◆ **Excerto fornecido**:
24 setembro 2006

Au Bonheur des Dames 32

Modernos, dizíamos
(a propósito dos cinquenta anos do Círculo de Iniciação Teatral da Academia de Coimbra)

O meu caro amigo António Lopes Dias, companheiro de CITAC e de tantas outras coisas, libertou-me de várias dificuldades. Ao escrever um texto extenso sobre os nossos anos teatrais, o que queríamos, o que vivíamos e, acaso, o que éramos libertou-me de tarefa idêntica e seguramente fastidiosa. É que, vejam, jovens companheiros desta aventura ao cimo das tábuas, nada me espantaria mais, a mim, que seguramente tenho a idade dos pais dos mais velhos dentre vocês, que os actuais “citaqueanos” se nos assemelhassem.

◆ **Entradas em bruto**:

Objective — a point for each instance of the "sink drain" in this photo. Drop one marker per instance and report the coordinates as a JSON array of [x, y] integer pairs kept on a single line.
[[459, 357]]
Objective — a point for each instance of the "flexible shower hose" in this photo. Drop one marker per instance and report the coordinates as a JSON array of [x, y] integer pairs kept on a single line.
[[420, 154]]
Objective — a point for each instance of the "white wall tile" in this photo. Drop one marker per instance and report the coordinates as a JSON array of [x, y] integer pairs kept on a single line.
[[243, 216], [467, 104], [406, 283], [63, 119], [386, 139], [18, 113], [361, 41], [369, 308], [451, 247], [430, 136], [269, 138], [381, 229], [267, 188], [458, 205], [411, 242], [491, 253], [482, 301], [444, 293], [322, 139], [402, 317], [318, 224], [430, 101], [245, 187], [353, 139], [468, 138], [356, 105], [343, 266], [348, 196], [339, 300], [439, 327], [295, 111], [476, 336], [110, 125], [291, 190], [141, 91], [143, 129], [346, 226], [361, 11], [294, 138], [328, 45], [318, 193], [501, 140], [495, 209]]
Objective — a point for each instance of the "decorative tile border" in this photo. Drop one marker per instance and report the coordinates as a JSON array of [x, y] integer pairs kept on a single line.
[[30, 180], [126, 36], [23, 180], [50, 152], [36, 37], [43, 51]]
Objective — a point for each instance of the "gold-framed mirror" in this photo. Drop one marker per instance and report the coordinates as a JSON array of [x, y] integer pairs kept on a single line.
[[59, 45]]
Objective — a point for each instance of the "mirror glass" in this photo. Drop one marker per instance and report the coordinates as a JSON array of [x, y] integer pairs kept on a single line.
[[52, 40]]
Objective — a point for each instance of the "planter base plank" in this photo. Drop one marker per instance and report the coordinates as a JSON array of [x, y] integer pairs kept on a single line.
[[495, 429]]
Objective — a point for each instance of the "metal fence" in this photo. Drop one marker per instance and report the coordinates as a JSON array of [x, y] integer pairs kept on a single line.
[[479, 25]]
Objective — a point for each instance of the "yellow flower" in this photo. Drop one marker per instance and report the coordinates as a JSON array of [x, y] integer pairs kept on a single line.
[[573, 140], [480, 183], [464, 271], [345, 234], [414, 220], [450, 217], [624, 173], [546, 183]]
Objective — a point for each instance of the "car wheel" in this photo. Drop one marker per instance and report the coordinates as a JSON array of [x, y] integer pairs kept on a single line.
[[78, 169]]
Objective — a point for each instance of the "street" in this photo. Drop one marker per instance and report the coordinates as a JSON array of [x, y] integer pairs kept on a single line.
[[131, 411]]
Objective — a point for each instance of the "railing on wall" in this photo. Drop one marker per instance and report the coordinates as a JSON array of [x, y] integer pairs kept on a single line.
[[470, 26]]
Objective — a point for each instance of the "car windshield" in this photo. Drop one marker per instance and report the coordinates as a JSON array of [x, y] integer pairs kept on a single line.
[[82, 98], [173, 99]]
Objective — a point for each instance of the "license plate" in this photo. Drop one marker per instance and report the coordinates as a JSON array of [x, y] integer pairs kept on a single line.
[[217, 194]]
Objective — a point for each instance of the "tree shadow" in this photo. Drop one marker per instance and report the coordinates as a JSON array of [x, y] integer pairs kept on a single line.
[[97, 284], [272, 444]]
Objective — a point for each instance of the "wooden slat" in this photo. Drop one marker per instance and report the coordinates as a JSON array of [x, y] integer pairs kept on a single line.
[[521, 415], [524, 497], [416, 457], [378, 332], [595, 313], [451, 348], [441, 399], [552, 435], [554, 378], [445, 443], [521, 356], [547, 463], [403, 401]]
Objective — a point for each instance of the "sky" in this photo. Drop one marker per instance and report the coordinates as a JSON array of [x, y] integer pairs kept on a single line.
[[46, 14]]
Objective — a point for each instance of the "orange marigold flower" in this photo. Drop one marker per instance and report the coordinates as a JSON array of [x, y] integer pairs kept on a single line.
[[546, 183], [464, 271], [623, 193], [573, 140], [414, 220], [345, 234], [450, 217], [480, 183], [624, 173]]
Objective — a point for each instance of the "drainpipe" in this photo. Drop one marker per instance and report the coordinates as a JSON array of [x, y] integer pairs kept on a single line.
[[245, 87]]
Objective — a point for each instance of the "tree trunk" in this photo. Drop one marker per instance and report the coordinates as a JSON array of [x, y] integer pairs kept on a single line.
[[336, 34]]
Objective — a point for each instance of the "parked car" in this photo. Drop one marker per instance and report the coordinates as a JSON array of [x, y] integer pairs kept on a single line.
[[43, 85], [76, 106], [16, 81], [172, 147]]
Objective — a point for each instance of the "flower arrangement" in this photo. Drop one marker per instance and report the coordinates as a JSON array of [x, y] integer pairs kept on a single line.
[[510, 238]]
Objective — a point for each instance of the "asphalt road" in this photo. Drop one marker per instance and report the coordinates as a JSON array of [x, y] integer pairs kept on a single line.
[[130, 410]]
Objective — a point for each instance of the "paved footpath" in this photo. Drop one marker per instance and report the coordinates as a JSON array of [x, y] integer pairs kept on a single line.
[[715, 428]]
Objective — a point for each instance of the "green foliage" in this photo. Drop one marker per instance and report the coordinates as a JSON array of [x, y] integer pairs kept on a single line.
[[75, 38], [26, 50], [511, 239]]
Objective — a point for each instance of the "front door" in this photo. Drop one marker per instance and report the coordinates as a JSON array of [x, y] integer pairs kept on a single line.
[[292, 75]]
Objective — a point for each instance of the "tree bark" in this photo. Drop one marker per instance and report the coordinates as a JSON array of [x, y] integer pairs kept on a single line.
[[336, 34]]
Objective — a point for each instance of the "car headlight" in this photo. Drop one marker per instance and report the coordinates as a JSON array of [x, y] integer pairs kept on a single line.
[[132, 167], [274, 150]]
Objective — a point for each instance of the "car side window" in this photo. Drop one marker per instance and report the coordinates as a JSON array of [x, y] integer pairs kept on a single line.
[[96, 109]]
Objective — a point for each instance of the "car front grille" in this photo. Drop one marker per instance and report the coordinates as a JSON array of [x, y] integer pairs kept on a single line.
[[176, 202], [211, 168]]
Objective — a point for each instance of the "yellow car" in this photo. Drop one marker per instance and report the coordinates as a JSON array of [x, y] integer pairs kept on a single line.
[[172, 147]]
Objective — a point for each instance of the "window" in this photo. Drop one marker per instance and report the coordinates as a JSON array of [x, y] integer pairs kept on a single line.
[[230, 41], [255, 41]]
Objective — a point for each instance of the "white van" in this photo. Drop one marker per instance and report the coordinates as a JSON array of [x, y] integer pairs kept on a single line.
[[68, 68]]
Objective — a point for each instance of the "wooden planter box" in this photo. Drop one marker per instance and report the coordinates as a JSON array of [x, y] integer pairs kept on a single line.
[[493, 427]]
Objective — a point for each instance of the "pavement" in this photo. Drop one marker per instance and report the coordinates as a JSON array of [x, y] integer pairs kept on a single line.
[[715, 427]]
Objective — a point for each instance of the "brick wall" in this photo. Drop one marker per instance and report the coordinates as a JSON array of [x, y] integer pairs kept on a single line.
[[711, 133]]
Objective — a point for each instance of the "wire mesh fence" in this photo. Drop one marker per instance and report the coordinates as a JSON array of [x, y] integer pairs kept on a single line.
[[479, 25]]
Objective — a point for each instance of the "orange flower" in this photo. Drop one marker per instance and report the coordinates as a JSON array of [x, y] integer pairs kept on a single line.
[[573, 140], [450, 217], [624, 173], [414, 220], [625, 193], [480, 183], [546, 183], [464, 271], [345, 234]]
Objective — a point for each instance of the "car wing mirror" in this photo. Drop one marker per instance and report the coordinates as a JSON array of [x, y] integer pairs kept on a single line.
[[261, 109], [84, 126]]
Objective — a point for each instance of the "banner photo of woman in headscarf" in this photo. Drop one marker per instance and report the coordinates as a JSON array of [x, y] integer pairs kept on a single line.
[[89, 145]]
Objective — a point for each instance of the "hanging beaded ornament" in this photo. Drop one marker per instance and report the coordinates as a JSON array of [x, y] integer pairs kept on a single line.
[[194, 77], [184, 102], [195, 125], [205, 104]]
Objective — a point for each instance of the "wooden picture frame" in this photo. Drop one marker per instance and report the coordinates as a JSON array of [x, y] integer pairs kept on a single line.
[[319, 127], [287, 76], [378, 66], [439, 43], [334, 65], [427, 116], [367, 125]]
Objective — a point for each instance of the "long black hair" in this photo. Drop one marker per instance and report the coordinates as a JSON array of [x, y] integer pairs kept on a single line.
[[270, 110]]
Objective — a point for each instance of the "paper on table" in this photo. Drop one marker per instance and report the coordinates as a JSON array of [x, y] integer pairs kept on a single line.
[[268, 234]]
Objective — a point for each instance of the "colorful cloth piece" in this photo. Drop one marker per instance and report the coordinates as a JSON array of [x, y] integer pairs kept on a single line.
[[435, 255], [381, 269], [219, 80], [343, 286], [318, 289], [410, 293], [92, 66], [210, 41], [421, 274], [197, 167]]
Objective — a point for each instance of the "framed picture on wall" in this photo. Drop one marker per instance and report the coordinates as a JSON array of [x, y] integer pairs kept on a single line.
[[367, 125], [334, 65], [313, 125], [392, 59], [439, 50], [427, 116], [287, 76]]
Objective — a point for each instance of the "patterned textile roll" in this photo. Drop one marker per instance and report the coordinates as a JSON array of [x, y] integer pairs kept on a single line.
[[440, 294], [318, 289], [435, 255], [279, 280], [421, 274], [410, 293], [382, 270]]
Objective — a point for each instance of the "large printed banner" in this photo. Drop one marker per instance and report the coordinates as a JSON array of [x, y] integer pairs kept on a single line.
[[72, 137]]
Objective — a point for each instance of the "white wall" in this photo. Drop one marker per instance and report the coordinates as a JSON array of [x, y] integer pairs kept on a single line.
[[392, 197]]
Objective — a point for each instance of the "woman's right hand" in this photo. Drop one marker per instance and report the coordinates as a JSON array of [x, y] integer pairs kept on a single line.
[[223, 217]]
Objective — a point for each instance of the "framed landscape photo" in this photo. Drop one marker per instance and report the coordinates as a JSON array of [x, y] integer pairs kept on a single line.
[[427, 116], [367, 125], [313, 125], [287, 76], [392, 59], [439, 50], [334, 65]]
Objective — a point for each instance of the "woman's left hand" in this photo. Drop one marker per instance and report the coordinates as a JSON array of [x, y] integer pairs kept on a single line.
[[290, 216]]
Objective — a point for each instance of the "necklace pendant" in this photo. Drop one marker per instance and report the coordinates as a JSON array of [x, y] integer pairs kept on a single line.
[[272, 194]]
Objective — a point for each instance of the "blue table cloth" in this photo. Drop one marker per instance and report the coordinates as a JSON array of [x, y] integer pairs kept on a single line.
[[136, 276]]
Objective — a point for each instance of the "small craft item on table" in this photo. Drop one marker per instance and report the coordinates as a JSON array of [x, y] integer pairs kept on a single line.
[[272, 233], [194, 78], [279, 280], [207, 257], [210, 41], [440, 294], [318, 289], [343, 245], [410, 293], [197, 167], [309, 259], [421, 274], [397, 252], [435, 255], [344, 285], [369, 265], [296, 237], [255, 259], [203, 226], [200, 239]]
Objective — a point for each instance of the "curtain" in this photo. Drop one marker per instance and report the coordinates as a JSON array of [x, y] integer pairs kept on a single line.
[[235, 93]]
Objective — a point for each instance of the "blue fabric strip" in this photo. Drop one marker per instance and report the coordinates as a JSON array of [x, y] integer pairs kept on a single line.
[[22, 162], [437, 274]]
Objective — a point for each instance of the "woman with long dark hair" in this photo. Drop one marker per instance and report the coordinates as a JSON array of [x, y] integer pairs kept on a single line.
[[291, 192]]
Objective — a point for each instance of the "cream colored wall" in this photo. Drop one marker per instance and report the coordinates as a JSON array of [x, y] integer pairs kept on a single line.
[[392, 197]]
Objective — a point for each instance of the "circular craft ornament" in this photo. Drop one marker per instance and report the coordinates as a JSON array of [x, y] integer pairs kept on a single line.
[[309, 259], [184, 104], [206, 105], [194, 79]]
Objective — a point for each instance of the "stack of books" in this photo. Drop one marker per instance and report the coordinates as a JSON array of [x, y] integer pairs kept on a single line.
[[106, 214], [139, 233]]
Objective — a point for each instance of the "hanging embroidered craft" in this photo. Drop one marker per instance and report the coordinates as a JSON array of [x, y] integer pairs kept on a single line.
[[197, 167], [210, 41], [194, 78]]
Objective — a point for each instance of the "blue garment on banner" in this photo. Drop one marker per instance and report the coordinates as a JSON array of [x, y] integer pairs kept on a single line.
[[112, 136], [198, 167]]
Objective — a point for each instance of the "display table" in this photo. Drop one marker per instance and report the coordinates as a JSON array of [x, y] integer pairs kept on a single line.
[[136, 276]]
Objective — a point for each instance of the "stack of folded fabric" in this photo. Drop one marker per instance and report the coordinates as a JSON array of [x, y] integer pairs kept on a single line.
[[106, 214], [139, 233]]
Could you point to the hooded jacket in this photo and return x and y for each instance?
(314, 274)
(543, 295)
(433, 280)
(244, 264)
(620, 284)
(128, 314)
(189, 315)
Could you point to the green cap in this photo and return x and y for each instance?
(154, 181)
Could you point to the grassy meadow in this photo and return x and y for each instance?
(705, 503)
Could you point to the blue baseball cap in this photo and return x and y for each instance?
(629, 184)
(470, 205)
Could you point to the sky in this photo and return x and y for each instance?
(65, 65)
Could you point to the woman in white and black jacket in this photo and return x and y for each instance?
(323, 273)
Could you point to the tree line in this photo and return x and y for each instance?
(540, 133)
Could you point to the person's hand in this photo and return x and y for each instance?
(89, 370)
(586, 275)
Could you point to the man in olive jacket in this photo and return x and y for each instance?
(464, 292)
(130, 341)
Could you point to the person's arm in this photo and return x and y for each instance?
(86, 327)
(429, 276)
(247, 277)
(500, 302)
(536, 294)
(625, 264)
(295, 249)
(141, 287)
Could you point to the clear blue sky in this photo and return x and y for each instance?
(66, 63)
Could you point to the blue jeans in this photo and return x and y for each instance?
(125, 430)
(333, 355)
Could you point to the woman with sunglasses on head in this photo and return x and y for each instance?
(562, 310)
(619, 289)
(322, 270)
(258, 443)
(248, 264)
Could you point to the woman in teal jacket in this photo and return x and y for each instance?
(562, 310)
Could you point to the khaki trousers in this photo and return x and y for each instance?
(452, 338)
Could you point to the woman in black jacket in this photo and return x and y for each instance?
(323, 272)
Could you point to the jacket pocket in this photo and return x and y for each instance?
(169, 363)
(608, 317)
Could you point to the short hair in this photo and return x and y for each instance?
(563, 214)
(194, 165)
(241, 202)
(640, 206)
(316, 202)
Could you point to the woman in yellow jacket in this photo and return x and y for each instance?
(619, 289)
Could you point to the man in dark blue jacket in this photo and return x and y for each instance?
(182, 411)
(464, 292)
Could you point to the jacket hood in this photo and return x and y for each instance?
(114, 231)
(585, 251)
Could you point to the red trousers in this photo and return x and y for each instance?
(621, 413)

◆ **Requisitos do exercício**:
- A) De acordo com o excerto, a propósito de que aniversário foi escrito o texto?
- B) Transcreva do excerto o trecho que começa nas palavras "Modernos, dizíamos" e termina em "se nos assemelhassem.".
Não é preciso recorrer às entradas para fazer este exercício.

◆ **Respostas completas**:
- A) Dos cinquenta anos do Círculo de Iniciação Teatral da Academia de Coimbra.

- B)
Modernos, dizíamos
(a propósito dos cinquenta anos do Círculo de Iniciação Teatral da Academia de Coimbra)

O meu caro amigo António Lopes Dias, companheiro de CITAC e de tantas outras coisas, libertou-me de várias dificuldades. Ao escrever um texto extenso sobre os nossos anos teatrais, o que queríamos, o que vivíamos e, acaso, o que éramos libertou-me de tarefa idêntica e seguramente fastidiosa. É que, vejam, jovens companheiros desta aventura ao cimo das tábuas, nada me espantaria mais, a mim, que seguramente tenho a idade dos pais dos mais velhos dentre vocês, que os actuais “citaqueanos” se nos assemelhassem.